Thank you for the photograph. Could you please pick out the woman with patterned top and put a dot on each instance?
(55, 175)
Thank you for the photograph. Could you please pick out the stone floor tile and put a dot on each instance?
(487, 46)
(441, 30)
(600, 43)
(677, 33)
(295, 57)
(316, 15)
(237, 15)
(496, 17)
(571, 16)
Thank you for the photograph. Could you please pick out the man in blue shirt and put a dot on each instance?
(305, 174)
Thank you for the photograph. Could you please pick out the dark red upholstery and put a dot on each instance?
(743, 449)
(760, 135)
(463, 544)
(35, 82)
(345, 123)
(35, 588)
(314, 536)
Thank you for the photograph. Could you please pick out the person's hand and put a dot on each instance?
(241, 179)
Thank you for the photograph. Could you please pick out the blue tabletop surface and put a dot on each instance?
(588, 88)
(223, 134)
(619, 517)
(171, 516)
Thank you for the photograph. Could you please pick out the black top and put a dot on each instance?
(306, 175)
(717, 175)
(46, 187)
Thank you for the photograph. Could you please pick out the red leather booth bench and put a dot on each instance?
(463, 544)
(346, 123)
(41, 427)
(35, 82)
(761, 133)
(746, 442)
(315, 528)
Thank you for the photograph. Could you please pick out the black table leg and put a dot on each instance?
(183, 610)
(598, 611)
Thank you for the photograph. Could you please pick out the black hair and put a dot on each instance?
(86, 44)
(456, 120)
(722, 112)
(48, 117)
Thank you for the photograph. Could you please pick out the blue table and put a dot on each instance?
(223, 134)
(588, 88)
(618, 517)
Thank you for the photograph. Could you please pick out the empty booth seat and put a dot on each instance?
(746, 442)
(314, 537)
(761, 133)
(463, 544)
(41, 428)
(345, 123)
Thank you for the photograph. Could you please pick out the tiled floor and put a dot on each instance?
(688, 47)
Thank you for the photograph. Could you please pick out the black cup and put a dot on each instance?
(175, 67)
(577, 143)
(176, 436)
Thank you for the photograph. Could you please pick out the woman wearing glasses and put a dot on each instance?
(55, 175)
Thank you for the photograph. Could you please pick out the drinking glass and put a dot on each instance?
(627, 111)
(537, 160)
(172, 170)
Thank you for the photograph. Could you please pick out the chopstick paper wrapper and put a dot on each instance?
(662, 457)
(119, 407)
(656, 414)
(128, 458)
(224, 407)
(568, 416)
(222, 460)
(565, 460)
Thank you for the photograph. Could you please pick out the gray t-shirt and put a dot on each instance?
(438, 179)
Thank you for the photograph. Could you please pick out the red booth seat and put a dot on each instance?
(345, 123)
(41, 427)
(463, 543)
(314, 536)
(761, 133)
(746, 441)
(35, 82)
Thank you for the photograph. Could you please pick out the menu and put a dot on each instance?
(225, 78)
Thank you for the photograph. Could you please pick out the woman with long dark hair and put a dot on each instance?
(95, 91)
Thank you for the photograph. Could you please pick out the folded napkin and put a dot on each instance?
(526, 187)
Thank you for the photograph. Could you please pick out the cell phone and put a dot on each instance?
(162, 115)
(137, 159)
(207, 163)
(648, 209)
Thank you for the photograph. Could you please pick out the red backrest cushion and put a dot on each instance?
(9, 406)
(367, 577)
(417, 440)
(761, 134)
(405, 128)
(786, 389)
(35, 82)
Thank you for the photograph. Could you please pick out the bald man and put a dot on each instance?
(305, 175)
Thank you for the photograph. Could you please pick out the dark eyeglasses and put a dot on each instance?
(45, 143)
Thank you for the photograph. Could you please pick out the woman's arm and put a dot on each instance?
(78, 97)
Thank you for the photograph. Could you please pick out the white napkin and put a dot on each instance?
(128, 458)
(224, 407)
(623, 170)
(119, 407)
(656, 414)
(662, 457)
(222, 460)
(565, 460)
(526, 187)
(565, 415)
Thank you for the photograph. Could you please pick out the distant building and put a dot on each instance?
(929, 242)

→ **Exercise task**: Retype every row above word for word, changing nothing.

→ **Reply to the task**:
Thank you for the photograph. Could you please pick out the woman with patterned top and put a dot on each instance?
(55, 175)
Thank you for the photograph. Could you please pick out the stone floor tile and put a dot on each instance?
(487, 46)
(441, 30)
(600, 43)
(677, 33)
(295, 57)
(316, 15)
(237, 15)
(496, 17)
(571, 16)
Thank you for the photograph. Could you please pick out the man in blue shirt and put a dot on each instance?
(305, 174)
Thank you for the photograph. Could you please pick out the dark red upholstery and put a dot on each instance?
(743, 449)
(760, 135)
(463, 544)
(35, 82)
(345, 123)
(35, 588)
(314, 536)
Thank you for the photograph. Could you please pick out the person's hand and put a dot on each instance?
(241, 179)
Thank you for the photograph. Could you please pick out the blue tabletop surface and put a dot on each instance?
(588, 88)
(223, 134)
(619, 517)
(171, 516)
Thank you for the photograph. Could you please pick out the black top and put a dot on each instance?
(306, 175)
(717, 175)
(46, 187)
Thank you for the photograph. Could you please pick out the red leather booth bench and put a dot on each instance?
(463, 544)
(346, 123)
(41, 427)
(35, 82)
(761, 133)
(746, 442)
(315, 528)
Thank you for the photograph. Could you please pick out the black table leg and put a dot on each instance?
(183, 610)
(598, 611)
Thank you for the photograph. Could you please pick out the black hair and put a dot on each instance?
(86, 44)
(456, 120)
(722, 112)
(48, 117)
Thank you for the photograph. Could you please pick out the blue table and put a dot on each instance?
(223, 134)
(588, 88)
(618, 517)
Thank you for the photograph. Could you please pick out the empty booth seat and put a dot on each instance?
(746, 442)
(314, 537)
(761, 133)
(463, 544)
(41, 428)
(345, 123)
Thank you for the photograph. Could you please pick out the tiled floor and put a dot on each instance?
(688, 47)
Thank you for the photograph. Could you please pick out the black cup and put a dot on each instance?
(175, 67)
(577, 143)
(176, 436)
Thank you for the photograph. Could you please pick out the woman wearing glasses and put a dot on each instance?
(55, 175)
Thank you for the photograph. Could you please pick out the drinking glass and put a dot on each instance?
(627, 111)
(537, 160)
(172, 170)
Thank you for the photograph. Could you please pick out the chopstick paper wrapper and put a dot on each instance?
(662, 457)
(119, 407)
(656, 414)
(128, 458)
(224, 407)
(568, 416)
(222, 460)
(565, 460)
Thank you for the photograph. Could you please pick out the gray t-shirt and put a dot on each instance?
(438, 179)
Thank you for the photograph. Could you please pick out the red booth seat and put a dot on each instance?
(345, 123)
(41, 427)
(463, 543)
(314, 536)
(761, 133)
(746, 441)
(35, 82)
Thank you for the photograph. Could you please pick out the menu and put a dot on each instance?
(225, 78)
Thank you for the photograph. Could you please pick out the woman with long dark hair and put a dot on each instance?
(95, 91)
Thank you for the photograph. Could you please pick out the folded napkin and put a dot on each instance?
(526, 187)
Thank you for the photograph. Could you please pick out the cell phone and put a dot on each instance?
(162, 115)
(137, 159)
(207, 163)
(648, 209)
Thank you for the photograph. Could you please pick out the red backrest cushion and put a dot on each instance?
(9, 406)
(367, 577)
(417, 440)
(761, 134)
(405, 128)
(786, 389)
(35, 82)
Thank you for the photograph. Could you please pick out the bald man and put a dot on each instance?
(305, 175)
Thank you for the photograph. Could you please pick out the dark eyeglasses and put a dot on each instance?
(45, 143)
Thank you for the photograph. Could you please pick out the woman's arm and put a dot on each instance?
(78, 97)
Thank you for the photograph. Could you please pick out the white napkin and put a dot on each instance?
(128, 458)
(224, 407)
(623, 170)
(119, 407)
(656, 414)
(662, 457)
(222, 460)
(565, 460)
(526, 187)
(565, 415)
Thank you for the photograph. Could you please pick out the distant building and put a dot on each instance?
(929, 242)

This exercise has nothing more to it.